━━━ TEXT SECTION ━━━

Live album by Nico
- Released: 1986
- Recorded: Europe, 1982
- Venue: Saltlageret (Copenhagen)
- Genre: Rock
- Length: 38:47
- Label: Performance
- Producer: Martin Hannett

Nico chronology
| Behind the Iron Curtain (1985) | Live Heroes (1986) | Nico's Last Concert: Fata Morgana (1994) |

= Live Heroes =

Live Heroes is a compilation album recorded by Nico with the Blue Orchids, the Invisible Girls and Samarkand (Mahamad Hadi). The tracks "Heroes", "Valley of the Kings" and "Femme Fatale" were recorded live at Saltlageret in Copenhagen on October 5, 1982, while the tracks "Procession" and "All Tomorrow's Parties" were recorded during a studio session with the Invisible Girls and Martin Hannett.

━━━

**EXERCISE TASK 1**:
Answer from the album description:
(a) What running length does it list?
(b) On what date were the tracks at Saltlageret recorded?
(c) Which two tracks came from a studio session?
The album description and the entries have no connection to each other.

━━━ DATASET EXTRACT ━━━

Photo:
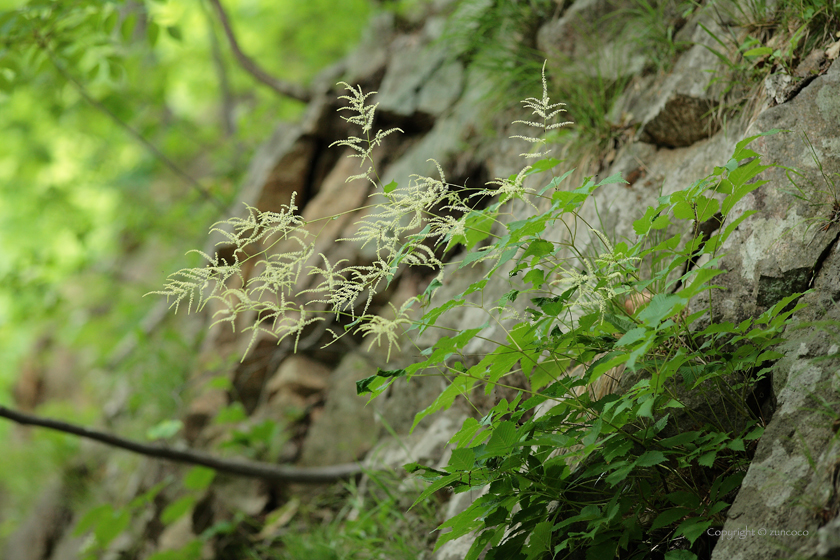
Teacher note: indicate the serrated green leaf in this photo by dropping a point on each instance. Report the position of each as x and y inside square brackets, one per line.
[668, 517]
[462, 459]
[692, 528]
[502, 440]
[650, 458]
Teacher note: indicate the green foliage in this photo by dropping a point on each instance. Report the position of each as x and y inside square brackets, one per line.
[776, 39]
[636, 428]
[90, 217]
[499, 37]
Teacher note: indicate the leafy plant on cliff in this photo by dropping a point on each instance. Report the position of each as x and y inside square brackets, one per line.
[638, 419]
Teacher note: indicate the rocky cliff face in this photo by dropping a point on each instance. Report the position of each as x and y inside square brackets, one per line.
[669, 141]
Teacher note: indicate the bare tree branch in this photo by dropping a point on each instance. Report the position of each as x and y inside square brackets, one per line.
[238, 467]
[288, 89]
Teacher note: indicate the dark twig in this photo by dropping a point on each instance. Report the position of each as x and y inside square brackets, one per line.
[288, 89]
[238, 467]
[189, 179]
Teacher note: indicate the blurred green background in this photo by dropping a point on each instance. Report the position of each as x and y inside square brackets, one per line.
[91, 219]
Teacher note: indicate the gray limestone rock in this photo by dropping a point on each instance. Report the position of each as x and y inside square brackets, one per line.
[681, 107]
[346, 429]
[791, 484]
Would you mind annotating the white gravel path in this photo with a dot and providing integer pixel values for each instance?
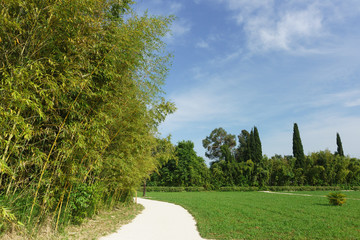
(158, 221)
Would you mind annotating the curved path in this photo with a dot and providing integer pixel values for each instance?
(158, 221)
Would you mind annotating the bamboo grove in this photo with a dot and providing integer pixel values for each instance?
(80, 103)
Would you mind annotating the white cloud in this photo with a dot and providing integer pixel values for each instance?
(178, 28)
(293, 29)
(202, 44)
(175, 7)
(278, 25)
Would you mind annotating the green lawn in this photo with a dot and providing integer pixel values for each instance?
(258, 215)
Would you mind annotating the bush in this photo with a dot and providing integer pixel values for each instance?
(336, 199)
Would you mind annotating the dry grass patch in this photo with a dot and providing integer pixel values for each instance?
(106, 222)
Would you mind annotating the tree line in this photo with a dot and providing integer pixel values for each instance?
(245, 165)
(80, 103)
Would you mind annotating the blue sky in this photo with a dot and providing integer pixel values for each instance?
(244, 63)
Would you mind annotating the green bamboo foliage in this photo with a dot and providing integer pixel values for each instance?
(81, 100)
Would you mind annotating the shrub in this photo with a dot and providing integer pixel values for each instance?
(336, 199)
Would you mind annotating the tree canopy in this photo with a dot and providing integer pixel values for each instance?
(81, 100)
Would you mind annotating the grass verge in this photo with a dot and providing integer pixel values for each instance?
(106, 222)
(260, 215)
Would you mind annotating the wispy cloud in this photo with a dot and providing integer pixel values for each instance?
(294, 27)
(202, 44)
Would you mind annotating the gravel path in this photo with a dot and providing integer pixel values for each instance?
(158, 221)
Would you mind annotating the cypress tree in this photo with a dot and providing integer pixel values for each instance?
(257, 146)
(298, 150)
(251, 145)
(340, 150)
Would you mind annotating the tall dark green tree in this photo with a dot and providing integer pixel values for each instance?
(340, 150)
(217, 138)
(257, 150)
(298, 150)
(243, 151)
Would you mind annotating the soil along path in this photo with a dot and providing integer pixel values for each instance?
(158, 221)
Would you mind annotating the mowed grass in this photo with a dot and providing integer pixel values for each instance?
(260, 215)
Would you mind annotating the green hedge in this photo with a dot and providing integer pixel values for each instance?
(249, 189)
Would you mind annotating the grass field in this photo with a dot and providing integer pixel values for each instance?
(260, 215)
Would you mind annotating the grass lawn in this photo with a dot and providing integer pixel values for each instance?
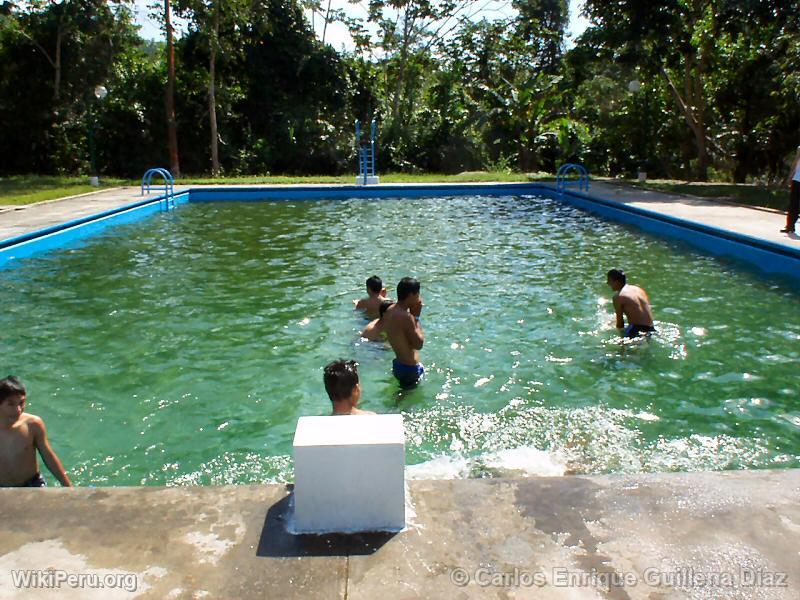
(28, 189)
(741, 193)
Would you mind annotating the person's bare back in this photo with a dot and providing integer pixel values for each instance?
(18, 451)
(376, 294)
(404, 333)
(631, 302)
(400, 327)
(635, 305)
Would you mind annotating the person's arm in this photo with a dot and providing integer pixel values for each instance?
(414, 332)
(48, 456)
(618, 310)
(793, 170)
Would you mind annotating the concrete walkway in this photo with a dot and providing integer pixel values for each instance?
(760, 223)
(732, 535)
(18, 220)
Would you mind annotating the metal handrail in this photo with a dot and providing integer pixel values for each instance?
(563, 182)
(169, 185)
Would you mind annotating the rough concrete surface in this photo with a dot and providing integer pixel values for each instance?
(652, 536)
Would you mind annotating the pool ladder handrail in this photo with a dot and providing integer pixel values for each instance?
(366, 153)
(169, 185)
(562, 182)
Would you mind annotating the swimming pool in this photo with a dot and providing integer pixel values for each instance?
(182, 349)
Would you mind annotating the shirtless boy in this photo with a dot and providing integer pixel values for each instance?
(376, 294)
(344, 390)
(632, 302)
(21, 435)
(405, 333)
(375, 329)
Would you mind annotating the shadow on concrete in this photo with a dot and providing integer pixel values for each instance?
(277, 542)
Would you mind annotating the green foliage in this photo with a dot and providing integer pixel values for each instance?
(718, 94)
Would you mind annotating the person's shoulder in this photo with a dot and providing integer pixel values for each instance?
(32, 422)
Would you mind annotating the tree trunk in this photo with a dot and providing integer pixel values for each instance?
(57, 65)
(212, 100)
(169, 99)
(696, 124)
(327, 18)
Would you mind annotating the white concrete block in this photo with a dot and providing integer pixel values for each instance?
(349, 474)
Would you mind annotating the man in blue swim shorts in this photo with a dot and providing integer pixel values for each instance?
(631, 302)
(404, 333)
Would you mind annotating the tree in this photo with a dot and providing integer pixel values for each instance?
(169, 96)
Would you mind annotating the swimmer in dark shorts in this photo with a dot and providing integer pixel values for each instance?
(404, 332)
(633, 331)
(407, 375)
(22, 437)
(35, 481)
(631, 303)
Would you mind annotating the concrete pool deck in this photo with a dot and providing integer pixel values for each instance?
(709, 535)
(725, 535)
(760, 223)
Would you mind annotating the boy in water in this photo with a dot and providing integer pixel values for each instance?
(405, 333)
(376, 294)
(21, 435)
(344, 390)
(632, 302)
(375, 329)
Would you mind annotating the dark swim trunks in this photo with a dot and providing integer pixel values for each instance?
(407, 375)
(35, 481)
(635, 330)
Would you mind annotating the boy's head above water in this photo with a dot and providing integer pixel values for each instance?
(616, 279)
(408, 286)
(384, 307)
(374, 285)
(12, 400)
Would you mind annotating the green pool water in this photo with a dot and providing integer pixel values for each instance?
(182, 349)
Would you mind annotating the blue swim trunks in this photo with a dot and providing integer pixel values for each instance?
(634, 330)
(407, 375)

━━━

**EXERCISE TASK 2**:
In the location labeling entries, copy out the lines from the one containing "Would you mind annotating the swimmer" through the end of the entries.

**CORRECT OUTPUT 1**:
(a) 38:47
(b) October 5, 1982
(c) "Procession" and "All Tomorrow's Parties"

**CORRECT OUTPUT 2**:
Would you mind annotating the swimmer in dark shorts in this photo with a dot and providing integer pixel values for each instance?
(404, 332)
(633, 331)
(407, 375)
(22, 437)
(35, 481)
(631, 303)
Would you mind annotating the concrete pool deck in this photo with a dot and providing integer pixel values for each instance?
(709, 535)
(725, 535)
(760, 223)
Would you mind annotating the boy in water in this photo with a dot and providing integer pixel values for each instance?
(405, 333)
(376, 294)
(21, 435)
(344, 390)
(632, 302)
(375, 329)
Would you mind annotating the dark swim trunks in this photo with a dot and providing integer pixel values for each instance?
(407, 375)
(35, 481)
(635, 330)
Would you mind annotating the boy's head above water in this photo with a dot and providing integer pixel values for each instance?
(616, 279)
(408, 286)
(384, 307)
(374, 285)
(12, 400)
Would you mind annotating the green pool water in this photo with a dot and providing integer pixel values for each instance?
(182, 349)
Would you mind annotating the blue swim trunks in this photo with a dot and providing integer pixel values for each instance?
(634, 330)
(407, 375)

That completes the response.